# Data to use:

>>>>

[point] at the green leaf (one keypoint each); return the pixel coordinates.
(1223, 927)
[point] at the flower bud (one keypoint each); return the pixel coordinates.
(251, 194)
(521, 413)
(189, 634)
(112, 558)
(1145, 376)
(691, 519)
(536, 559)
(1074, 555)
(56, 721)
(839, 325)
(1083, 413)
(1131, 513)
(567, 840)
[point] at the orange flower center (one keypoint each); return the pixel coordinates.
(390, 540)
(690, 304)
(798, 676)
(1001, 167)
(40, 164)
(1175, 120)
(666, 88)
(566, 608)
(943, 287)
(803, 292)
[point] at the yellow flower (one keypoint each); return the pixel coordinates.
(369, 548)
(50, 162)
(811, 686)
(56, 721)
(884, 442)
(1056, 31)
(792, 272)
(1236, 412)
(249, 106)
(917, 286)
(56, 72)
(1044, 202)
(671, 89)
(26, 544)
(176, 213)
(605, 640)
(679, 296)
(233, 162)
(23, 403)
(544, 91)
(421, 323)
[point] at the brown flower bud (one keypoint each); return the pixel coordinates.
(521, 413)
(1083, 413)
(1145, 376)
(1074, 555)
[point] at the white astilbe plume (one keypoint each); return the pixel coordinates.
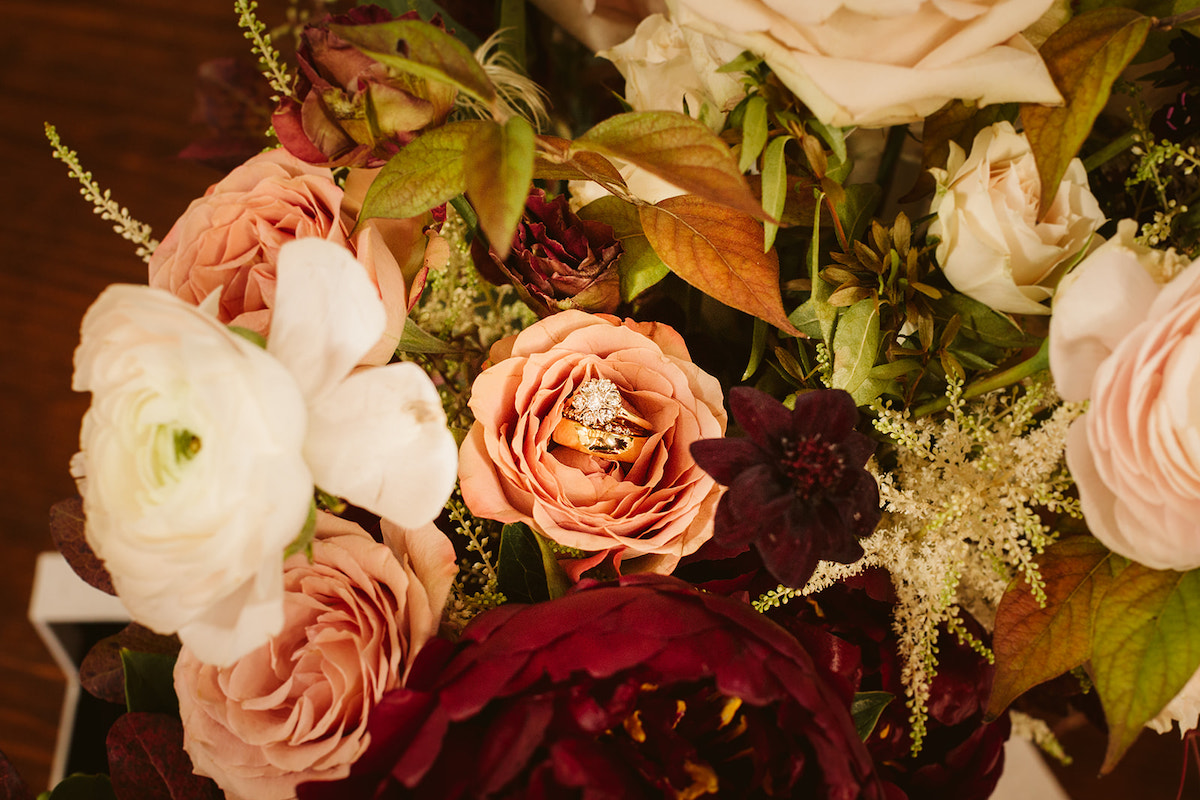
(960, 518)
(517, 94)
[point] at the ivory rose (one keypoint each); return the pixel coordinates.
(297, 709)
(993, 245)
(671, 68)
(229, 239)
(659, 506)
(1131, 344)
(198, 456)
(879, 62)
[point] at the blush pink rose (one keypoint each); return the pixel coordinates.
(297, 709)
(1131, 344)
(660, 506)
(231, 239)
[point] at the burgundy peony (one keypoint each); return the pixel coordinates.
(348, 109)
(557, 260)
(847, 630)
(645, 689)
(798, 489)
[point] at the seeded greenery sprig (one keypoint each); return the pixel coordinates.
(102, 200)
(269, 59)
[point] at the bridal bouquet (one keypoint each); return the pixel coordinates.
(621, 400)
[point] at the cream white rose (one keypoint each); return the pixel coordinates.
(670, 68)
(1132, 347)
(879, 62)
(994, 247)
(199, 451)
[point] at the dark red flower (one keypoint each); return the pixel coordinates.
(557, 259)
(348, 109)
(847, 630)
(798, 489)
(645, 689)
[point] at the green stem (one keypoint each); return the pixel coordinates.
(887, 172)
(1109, 151)
(1033, 365)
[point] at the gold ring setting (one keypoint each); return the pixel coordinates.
(598, 421)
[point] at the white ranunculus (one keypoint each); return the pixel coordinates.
(879, 62)
(670, 68)
(994, 247)
(199, 451)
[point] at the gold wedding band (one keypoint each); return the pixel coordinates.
(598, 421)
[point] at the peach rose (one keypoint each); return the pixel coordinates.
(1131, 344)
(231, 238)
(659, 506)
(297, 709)
(879, 62)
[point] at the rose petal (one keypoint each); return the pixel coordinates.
(379, 439)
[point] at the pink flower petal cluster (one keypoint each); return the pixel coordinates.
(229, 240)
(660, 506)
(298, 708)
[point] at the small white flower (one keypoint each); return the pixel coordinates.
(199, 451)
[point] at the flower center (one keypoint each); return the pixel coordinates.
(813, 464)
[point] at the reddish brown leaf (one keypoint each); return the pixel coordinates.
(101, 672)
(1084, 56)
(1033, 644)
(147, 761)
(66, 530)
(718, 251)
(678, 149)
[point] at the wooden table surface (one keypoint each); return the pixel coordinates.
(117, 77)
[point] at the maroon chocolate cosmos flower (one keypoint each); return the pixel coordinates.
(645, 689)
(348, 109)
(557, 259)
(798, 489)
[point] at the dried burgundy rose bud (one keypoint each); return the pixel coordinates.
(348, 109)
(645, 689)
(557, 260)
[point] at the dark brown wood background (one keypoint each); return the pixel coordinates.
(117, 77)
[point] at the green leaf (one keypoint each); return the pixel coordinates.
(981, 323)
(719, 251)
(867, 708)
(520, 569)
(424, 50)
(415, 340)
(498, 167)
(757, 349)
(678, 149)
(427, 10)
(1035, 643)
(857, 208)
(804, 318)
(640, 266)
(1146, 645)
(774, 186)
(754, 132)
(856, 346)
(253, 337)
(82, 787)
(149, 681)
(426, 173)
(1084, 56)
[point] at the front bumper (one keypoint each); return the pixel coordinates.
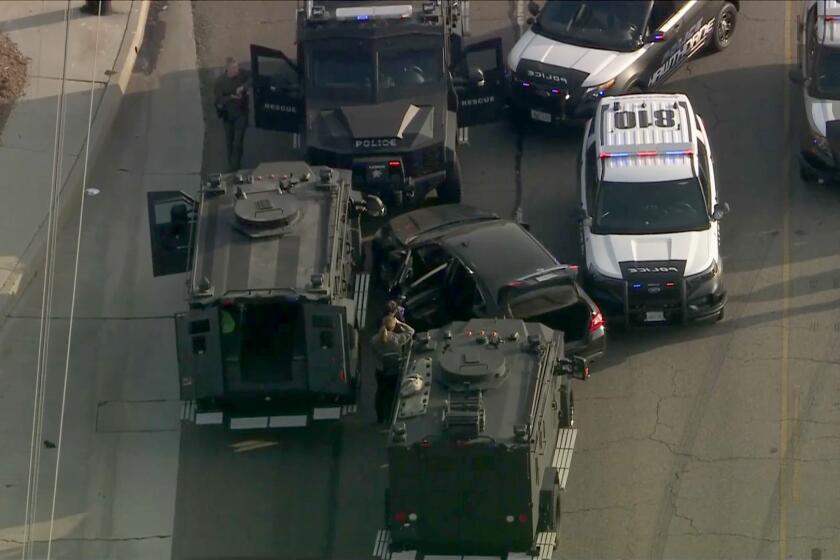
(554, 106)
(688, 300)
(401, 179)
(819, 167)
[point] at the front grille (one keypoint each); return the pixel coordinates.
(425, 161)
(317, 156)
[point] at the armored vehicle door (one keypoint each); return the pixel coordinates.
(479, 76)
(278, 94)
(199, 353)
(327, 348)
(171, 219)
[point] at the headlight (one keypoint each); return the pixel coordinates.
(705, 276)
(600, 90)
(820, 144)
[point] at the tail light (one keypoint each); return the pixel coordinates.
(596, 320)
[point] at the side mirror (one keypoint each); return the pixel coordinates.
(374, 207)
(720, 211)
(475, 77)
(655, 37)
(580, 367)
(533, 8)
(795, 76)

<<<<

# Work required:
Omit the pictures, then give all the lines above again exactly.

# Response:
[point] at the green leaf (one keypoint each); return the pixel coordinates.
(1223, 927)
[point] at the flower bud (one keypoint each); return the pixel coordinates.
(251, 194)
(521, 413)
(189, 634)
(112, 558)
(1145, 376)
(691, 519)
(536, 559)
(1074, 555)
(56, 721)
(839, 325)
(1083, 413)
(1131, 513)
(567, 840)
[point] at the orange flower center (one keypoint each); return the pixel coordinates.
(390, 540)
(690, 304)
(798, 676)
(1001, 167)
(40, 164)
(1175, 120)
(666, 88)
(566, 608)
(943, 287)
(803, 292)
[point] at the yellow flower (one keypoint each); return the pixel coordinates.
(369, 548)
(50, 162)
(811, 686)
(56, 721)
(884, 442)
(1056, 31)
(792, 272)
(1236, 412)
(249, 106)
(917, 286)
(56, 72)
(1044, 202)
(671, 89)
(26, 544)
(176, 213)
(605, 640)
(679, 296)
(233, 162)
(23, 403)
(544, 91)
(421, 323)
[point] at the brown flower bud (one keypoint each); return the pixel coordinates.
(521, 413)
(1083, 413)
(1145, 376)
(1074, 555)
[point] at the white astilbe plume (one keypoint each); return the pixel coordinates.
(960, 518)
(517, 94)
[point] at the ivory rose (one keypoint each); return the pixel coordinates.
(297, 709)
(993, 245)
(671, 68)
(229, 239)
(659, 506)
(1131, 344)
(198, 456)
(879, 62)
[point] at the blush pink rose (one keypoint each); return the pixel coordinates.
(297, 709)
(1131, 344)
(660, 506)
(231, 239)
[point] at the burgundy peony (one keypoint each); return the pixel coordinates.
(348, 109)
(557, 260)
(847, 630)
(645, 689)
(798, 489)
[point] at the seeded greenery sprig (one keypoint each); return the pixel coordinates.
(102, 200)
(269, 59)
[point] at the bridal bouquet (one keypoint each); return the pixel coordinates.
(621, 400)
[point] at the cream white rose (one keypoint each); return the pixel coordinates.
(670, 68)
(1132, 347)
(879, 62)
(994, 247)
(199, 451)
[point] at the dark red flower (one keypoint each); return the pixel coordinates.
(557, 259)
(348, 109)
(847, 630)
(798, 489)
(645, 689)
[point] at the green stem (one keypoint each); return the pixel coordinates.
(887, 172)
(1109, 151)
(1033, 365)
[point] at the gold ring setting (one keypoint each); return the pixel coordinates.
(598, 421)
[point] at the white ranunculus (one keypoint each); return the pixel coordinates.
(879, 62)
(670, 68)
(994, 247)
(199, 451)
[point] at the gold wedding band (one keypoint each); return the pixel coordinates.
(598, 421)
[point] at the peach rose (one keypoint each); return the pixel coordinates.
(1131, 344)
(231, 238)
(659, 506)
(297, 709)
(879, 62)
[point] at the rose petal (one keypoint each); return the pixel coordinates.
(379, 439)
[point] at the pink flower petal cluster (one keypoint each); return the pixel coordinates.
(229, 240)
(660, 506)
(298, 708)
[point] at the small white flower (one keypoint each); return the pixel coordinates.
(199, 451)
[point] at the flower center (one keypoint each); return the pixel coordinates.
(813, 464)
[point] at the reddish brown leaf (one keypoint each); return the pixel coordinates.
(101, 672)
(1084, 56)
(1033, 644)
(147, 761)
(66, 530)
(718, 251)
(678, 149)
[point] at the wooden table surface (one keypoint each); return the pixel coordinates.
(117, 77)
[point] at the maroon chocolate cosmos flower (one keypoint each); return the pixel coordinates.
(645, 689)
(348, 109)
(557, 259)
(798, 489)
[point] at the dried burgundy rose bud (one keypoint each); return the pixel coordinates.
(348, 109)
(645, 689)
(557, 260)
[point] at the dark brown wood background (one keypoint each); return the pixel coordinates.
(117, 77)
[point] at the green leaf (one keypoint each); return the pixel coordinates.
(981, 323)
(719, 251)
(867, 708)
(520, 569)
(424, 50)
(415, 340)
(498, 167)
(757, 349)
(678, 149)
(427, 10)
(1035, 643)
(857, 208)
(804, 318)
(640, 266)
(1146, 645)
(774, 186)
(754, 132)
(856, 346)
(253, 337)
(82, 787)
(149, 681)
(426, 173)
(1084, 56)
[point] at the front bumper (one keypoint each); return the pixel coordinates.
(554, 106)
(688, 300)
(401, 179)
(819, 167)
[point] at the front grille (one keypoint each); return the pixel coordinates.
(425, 161)
(317, 156)
[point] at the armored vehicle door (one keypoint each); return the pixel coordinates.
(479, 76)
(278, 94)
(199, 353)
(327, 348)
(171, 219)
[point] at the headlight (one keypoint each); return the pixel coordinates.
(705, 276)
(600, 90)
(820, 144)
[point] at the tail light (one keypoint each); return the pixel coordinates.
(596, 320)
[point] at the side mirror (one keypoint each); return the pixel coordinates.
(374, 207)
(720, 211)
(475, 77)
(655, 37)
(580, 367)
(533, 8)
(795, 76)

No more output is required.